SKY ECC: la prova digitale che mette in crisi il giusto processo

SKY ECC: la prova digitale che mette in crisi il giusto processo

di Danilo IacobacciAvvocato Patrocinante in Cassazione e Giurisdizioni Superiori, Dottore di Ricerca in Politiche penali dell’U.E., Vice Procuratore Onorario

PREMESSA

Negli ultimi anni, le indagini penali si sono aperte a una nuova frontiera: quella della tecnologia crittografata.

Con l’irruzione nel sistema SKY ECC – una piattaforma di messaggistica cifrata utilizzata da migliaia di utenti in tutto il mondo – le autorità europee hanno dato il via a una raccolta massiva di dati e comunicazioni, poi trasmessi anche all’Italia.

Tuttavia, dietro l’efficienza investigativa e le operazioni spettacolari, si cela un rischio profondo e poco discusso: quello di processi fondati su prove acquisite all’estero, inaccessibili alla difesa, e mai sottoposte al vaglio di un giudice italiano.

È davvero compatibile tutto ciò con il giusto processo, con la Costituzione e con la CEDU?

 

  1. ACCESSO LIMITATO AGLI ELEMENTI DI PROVA: VIOLAZIONE SISTEMICA DEL DIRITTO DI DIFESA

I dati raccolti tramite SKY ECC consistono in milioni di messaggi criptati, decrittati all’estero (Francia, Paesi Bassi, Belgio) e trasmessi in Italia attraverso Ordini Europei di Indagine (OEI). Tuttavia, nella prassi, la difesa italiana non ha accesso: ai log originali dei server; agli algoritmi di cifratura e decifratura; ai rapporti tecnici delle operazioni di decrittazione; alla catena di custodia completa dei dati digitali; agli eventuali dati esclusi per irreperibilità, irrilevanza o per scelta delle autorità straniere.

Questo genera un doppio strato di opacità: sia per la non conoscibilità del contenuto tecnico, sia per l’impossibilità di verificare manipolazioni, omissioni o errori nell’estrazione, trasmissione e lettura del dato.

- - -

(DESCRIZIONE DELL'ESERCIZIO) Prosegui l'articolo su SKY ECC e il giusto processo, partendo dall'ultima frase riportata.

- - -

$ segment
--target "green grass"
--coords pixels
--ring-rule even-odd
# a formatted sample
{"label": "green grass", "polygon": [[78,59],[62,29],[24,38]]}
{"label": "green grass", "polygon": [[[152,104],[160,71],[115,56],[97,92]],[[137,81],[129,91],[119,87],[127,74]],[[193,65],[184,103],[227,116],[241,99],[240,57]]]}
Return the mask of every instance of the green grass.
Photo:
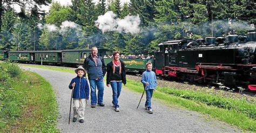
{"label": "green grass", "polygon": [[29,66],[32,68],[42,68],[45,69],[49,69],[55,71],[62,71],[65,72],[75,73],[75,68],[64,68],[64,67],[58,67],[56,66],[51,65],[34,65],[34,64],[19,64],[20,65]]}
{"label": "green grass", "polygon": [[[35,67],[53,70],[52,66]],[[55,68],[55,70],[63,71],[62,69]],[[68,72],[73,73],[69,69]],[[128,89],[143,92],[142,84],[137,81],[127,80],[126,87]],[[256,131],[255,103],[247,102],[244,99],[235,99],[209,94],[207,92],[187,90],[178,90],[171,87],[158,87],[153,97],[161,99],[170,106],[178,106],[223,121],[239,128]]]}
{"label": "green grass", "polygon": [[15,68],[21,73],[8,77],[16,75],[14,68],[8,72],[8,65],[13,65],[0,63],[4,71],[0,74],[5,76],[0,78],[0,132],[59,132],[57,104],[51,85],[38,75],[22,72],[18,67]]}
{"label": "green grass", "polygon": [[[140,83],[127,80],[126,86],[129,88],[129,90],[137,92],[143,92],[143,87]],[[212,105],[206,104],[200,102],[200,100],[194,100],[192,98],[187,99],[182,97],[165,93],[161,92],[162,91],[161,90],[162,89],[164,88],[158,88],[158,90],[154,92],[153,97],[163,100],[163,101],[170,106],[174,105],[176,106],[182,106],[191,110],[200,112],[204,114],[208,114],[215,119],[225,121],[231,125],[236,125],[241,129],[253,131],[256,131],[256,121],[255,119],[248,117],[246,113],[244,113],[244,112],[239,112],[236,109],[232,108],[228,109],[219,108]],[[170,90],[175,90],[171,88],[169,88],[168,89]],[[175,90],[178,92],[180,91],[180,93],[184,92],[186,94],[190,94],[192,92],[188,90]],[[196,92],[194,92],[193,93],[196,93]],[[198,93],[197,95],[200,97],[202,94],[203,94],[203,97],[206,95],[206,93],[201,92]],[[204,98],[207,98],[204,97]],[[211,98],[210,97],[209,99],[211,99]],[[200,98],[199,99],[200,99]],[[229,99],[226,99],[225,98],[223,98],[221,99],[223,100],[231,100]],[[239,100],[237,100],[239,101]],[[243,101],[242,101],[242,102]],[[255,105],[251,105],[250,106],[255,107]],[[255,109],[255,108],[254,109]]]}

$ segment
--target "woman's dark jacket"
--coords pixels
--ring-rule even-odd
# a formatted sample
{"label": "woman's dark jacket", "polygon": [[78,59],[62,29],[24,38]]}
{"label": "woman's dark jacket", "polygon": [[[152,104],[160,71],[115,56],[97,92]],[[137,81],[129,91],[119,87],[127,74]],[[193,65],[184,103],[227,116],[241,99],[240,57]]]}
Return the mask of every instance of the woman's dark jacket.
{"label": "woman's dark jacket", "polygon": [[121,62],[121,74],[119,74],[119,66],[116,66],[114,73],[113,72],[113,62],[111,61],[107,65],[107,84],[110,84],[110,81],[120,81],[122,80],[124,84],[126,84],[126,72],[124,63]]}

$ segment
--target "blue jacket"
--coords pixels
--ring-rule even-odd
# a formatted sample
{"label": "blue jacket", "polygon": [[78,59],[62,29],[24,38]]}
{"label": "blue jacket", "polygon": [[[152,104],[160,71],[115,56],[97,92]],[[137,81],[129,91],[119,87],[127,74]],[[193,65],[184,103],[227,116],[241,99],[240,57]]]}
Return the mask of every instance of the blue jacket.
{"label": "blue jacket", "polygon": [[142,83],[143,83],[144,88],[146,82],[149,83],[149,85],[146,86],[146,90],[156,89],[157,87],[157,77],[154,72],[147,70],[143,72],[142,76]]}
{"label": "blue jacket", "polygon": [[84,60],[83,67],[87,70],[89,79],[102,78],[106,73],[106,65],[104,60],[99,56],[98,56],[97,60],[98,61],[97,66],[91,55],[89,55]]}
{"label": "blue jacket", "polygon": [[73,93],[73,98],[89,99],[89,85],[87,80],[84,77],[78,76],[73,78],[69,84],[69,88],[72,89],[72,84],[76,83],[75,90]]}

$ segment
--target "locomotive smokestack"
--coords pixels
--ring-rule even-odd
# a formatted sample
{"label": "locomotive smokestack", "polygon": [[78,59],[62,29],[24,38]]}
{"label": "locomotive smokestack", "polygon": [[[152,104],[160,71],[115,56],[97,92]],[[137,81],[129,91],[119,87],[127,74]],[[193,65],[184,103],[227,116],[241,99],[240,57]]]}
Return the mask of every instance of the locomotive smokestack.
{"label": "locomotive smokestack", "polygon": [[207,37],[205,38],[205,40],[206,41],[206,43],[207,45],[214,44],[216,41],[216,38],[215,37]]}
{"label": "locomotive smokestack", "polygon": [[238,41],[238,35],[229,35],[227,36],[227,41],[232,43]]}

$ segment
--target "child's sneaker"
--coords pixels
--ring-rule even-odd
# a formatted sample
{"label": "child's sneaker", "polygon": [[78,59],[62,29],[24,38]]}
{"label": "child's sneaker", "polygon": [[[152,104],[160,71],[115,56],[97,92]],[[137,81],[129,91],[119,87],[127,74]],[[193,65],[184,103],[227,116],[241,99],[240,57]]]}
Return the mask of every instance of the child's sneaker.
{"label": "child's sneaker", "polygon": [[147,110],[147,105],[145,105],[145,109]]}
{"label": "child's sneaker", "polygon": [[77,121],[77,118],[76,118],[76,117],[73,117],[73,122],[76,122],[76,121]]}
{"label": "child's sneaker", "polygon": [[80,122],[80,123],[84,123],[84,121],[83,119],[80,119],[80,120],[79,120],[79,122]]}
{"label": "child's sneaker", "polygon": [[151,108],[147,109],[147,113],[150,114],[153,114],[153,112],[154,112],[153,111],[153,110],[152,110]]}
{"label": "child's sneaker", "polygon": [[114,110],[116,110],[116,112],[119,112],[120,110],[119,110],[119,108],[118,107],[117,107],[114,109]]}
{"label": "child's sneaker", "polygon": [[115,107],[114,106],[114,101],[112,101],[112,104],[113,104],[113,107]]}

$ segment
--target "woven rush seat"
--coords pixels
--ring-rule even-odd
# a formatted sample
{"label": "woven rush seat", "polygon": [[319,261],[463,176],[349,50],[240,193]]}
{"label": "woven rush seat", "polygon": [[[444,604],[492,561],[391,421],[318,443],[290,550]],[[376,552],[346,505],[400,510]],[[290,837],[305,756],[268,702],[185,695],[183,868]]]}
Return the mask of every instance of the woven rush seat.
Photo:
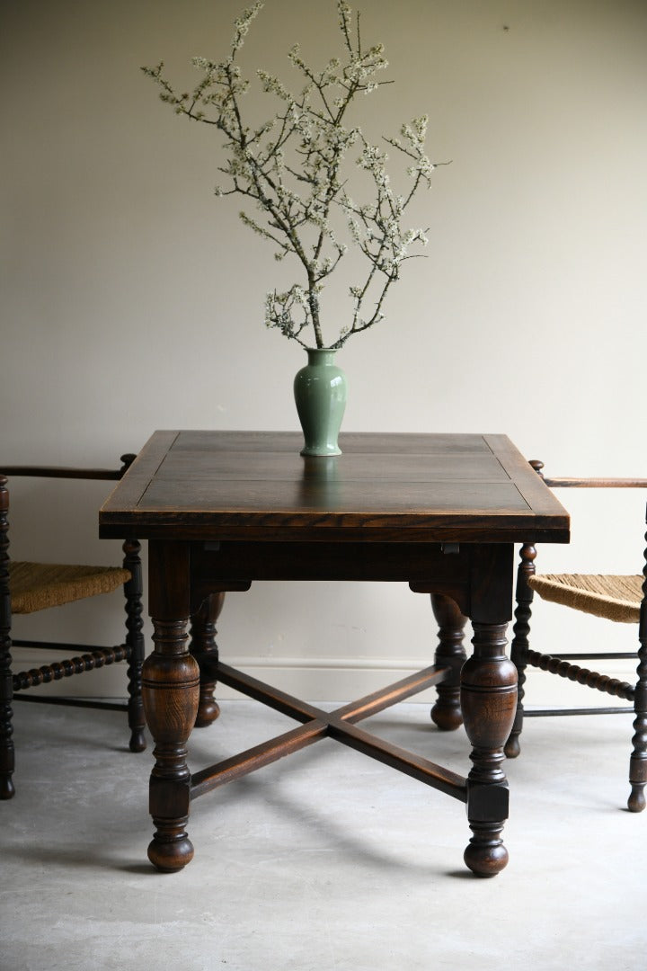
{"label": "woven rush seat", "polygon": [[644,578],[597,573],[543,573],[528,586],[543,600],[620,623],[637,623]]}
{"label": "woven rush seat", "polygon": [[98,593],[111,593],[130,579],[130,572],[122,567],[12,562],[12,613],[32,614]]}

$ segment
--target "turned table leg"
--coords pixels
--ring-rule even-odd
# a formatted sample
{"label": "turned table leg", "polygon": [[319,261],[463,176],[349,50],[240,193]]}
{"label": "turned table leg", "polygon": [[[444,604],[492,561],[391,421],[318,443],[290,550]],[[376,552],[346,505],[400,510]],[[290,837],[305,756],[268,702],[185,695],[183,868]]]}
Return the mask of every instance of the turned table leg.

- - -

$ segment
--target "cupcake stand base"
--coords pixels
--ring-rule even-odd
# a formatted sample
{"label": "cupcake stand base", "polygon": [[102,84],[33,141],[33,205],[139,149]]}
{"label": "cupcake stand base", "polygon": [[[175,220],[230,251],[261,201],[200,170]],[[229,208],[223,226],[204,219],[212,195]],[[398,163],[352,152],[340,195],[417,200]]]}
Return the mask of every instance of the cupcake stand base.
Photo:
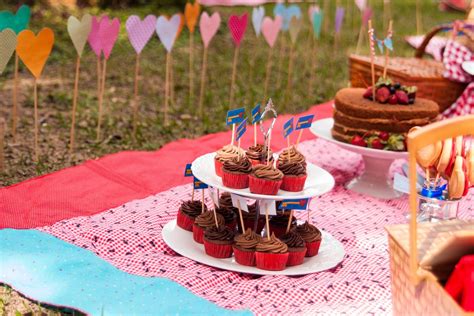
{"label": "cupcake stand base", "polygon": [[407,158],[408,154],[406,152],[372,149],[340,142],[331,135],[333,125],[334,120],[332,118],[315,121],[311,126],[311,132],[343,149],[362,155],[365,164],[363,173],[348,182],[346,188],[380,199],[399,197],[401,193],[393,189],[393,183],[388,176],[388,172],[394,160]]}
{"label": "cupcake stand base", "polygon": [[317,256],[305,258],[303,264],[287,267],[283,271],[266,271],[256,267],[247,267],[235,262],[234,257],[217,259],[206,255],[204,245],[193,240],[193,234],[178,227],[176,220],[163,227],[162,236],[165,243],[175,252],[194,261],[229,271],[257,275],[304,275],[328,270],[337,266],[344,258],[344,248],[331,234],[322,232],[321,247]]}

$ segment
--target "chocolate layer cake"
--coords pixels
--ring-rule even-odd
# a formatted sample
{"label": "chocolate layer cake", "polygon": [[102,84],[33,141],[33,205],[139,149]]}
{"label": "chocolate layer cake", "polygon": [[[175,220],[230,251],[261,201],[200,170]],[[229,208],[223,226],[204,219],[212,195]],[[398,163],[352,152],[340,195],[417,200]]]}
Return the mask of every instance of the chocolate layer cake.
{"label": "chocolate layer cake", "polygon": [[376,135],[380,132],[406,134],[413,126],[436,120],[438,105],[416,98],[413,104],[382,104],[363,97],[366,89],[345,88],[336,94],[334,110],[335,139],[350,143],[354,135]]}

- - -

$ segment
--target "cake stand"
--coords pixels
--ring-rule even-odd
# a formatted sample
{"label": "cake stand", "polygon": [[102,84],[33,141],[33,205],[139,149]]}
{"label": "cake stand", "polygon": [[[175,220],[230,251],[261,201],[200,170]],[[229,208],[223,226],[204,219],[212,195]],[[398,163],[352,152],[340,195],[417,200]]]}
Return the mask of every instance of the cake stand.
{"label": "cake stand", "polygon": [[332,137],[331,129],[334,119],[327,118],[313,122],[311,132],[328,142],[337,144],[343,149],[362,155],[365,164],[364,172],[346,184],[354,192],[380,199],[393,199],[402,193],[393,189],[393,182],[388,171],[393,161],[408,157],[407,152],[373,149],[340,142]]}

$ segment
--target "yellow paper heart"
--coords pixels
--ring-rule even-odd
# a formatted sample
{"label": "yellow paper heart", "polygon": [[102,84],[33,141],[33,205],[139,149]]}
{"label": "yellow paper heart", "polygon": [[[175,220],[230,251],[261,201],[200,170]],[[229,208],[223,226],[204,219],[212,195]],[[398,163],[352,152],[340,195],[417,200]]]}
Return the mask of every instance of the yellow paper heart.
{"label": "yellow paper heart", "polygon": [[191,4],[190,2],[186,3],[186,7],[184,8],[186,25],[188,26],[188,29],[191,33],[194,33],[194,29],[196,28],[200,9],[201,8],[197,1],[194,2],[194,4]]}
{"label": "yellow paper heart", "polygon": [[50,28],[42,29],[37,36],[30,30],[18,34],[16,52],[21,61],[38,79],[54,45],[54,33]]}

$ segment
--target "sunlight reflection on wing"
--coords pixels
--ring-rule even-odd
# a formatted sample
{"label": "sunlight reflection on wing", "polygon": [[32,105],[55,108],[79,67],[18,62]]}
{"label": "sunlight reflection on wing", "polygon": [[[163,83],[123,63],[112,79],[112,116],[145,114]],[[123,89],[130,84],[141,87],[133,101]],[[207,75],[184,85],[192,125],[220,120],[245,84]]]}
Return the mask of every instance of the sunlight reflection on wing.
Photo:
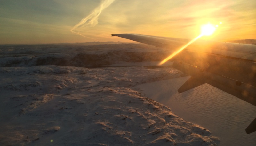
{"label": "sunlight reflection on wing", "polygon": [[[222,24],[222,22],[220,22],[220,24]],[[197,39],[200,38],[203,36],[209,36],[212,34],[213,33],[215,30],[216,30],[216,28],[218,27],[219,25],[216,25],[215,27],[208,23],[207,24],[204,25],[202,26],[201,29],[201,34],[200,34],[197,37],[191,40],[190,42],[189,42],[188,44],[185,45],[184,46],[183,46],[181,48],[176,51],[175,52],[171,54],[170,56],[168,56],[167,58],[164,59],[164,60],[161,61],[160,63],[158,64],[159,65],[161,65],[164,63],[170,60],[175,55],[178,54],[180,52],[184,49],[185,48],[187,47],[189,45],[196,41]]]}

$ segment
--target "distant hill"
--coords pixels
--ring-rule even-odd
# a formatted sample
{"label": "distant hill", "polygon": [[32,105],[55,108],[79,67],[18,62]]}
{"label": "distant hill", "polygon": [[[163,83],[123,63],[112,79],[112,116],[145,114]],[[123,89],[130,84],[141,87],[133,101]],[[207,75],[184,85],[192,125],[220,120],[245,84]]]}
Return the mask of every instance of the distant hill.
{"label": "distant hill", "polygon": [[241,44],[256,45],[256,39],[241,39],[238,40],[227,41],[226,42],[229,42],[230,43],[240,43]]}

- - -

(RISULTATO DELL'ESERCIZIO)
L’art. 24 Cost. garantisce il diritto inviolabile alla difesa “in ogni stato e grado del procedimento”, ed il diritto alla prova e al contraddittorio tecnico si concretizza, tra le altre cose, nell’accesso effettivo e paritario agli elementi di prova.

Quando un imputato non può verificare l’autenticità dei messaggi che lo accusano, esaminare i criteri di selezione delle conversazioni inviate dall’estero, riprodurre le condizioni di decodifica del dato originario, il diritto alla difesa è neutralizzato perchè non si può controesaminare una “scatola chiusa”.

Non si tratta di una limitazione processuale, ma di una violazione strutturale della parità delle armi, in quanto la pubblica accusa ha accesso a materiale che l’imputato non può né controllare né replicare.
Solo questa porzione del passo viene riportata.